(Dataset items)
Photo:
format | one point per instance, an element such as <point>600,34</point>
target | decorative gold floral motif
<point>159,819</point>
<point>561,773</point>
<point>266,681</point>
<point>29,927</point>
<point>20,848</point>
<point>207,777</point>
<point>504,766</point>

**What is required**
Rewrite all the lines of these records, switching "gold" to "silver" and leaving everything else unchanged.

**Solution for this exercise**
Photo:
format | one point per instance, an element such as <point>600,34</point>
target | decorative silver floral motif
<point>159,819</point>
<point>561,773</point>
<point>266,681</point>
<point>29,927</point>
<point>20,848</point>
<point>207,777</point>
<point>504,766</point>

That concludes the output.